+++ Listing
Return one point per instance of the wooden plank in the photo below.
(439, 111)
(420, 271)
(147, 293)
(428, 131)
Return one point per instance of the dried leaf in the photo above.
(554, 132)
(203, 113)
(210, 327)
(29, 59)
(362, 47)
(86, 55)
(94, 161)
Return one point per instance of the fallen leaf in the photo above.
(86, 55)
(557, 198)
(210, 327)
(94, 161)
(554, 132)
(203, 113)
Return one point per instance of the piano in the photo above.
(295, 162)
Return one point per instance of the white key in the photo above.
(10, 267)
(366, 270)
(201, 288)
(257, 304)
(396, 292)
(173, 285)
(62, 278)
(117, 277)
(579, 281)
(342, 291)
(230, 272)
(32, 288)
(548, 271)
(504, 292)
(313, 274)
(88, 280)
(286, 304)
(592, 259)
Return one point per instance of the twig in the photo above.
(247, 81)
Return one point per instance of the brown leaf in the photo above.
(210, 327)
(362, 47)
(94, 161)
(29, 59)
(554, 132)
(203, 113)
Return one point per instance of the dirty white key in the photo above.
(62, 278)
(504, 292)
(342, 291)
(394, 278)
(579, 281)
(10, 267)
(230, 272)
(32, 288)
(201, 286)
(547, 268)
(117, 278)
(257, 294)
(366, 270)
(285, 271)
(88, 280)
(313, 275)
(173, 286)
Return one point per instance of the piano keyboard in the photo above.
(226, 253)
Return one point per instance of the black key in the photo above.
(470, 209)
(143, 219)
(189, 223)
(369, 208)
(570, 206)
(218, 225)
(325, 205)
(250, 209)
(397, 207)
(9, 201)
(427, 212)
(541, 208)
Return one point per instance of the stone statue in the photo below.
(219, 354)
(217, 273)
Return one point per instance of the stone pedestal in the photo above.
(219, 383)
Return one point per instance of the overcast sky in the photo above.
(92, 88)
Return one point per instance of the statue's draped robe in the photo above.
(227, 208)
++++++
Retype all of the material above with every character intact.

The answer:
Return one point per instance of the wooden plank in the photo below.
(439, 111)
(420, 271)
(147, 293)
(428, 131)
Return one point per instance of the dried leaf in the photo above.
(554, 132)
(203, 113)
(210, 327)
(29, 59)
(362, 47)
(86, 55)
(94, 161)
Return one point per instance of the fallen leaf in the photo above.
(86, 55)
(557, 198)
(210, 327)
(94, 161)
(554, 132)
(203, 113)
Return one point per instance of the piano in the photo above.
(295, 162)
Return one point per instance of the white key in the photo above.
(10, 267)
(366, 270)
(201, 288)
(257, 304)
(396, 292)
(173, 285)
(62, 278)
(117, 277)
(579, 281)
(342, 291)
(230, 272)
(32, 288)
(548, 271)
(504, 292)
(313, 274)
(88, 280)
(286, 304)
(592, 259)
Return one point per instance of the twig in the photo above.
(247, 81)
Return one point per instance of the brown leaf in the photo above.
(210, 327)
(362, 47)
(94, 161)
(29, 59)
(554, 132)
(203, 113)
Return one point per instance of the dirty white key in the photo above.
(62, 278)
(504, 292)
(342, 291)
(394, 278)
(579, 281)
(10, 267)
(230, 272)
(32, 288)
(201, 286)
(547, 268)
(117, 278)
(257, 294)
(366, 270)
(285, 271)
(88, 280)
(313, 275)
(173, 286)
Return one point per instance of the piano keyboard in the photo above.
(226, 253)
Return one point per instance of the black key in the photo above.
(470, 209)
(143, 219)
(189, 223)
(369, 208)
(570, 206)
(218, 225)
(325, 205)
(250, 209)
(397, 207)
(9, 201)
(427, 212)
(541, 208)
Return one point per instance of the stone statue in the photo below.
(219, 354)
(217, 273)
Return one point per instance of the stone pedestal in the photo above.
(219, 383)
Return one point per instance of the overcast sky in the photo above.
(92, 88)
Return one point per instance of the statue's draped robe in the photo above.
(227, 208)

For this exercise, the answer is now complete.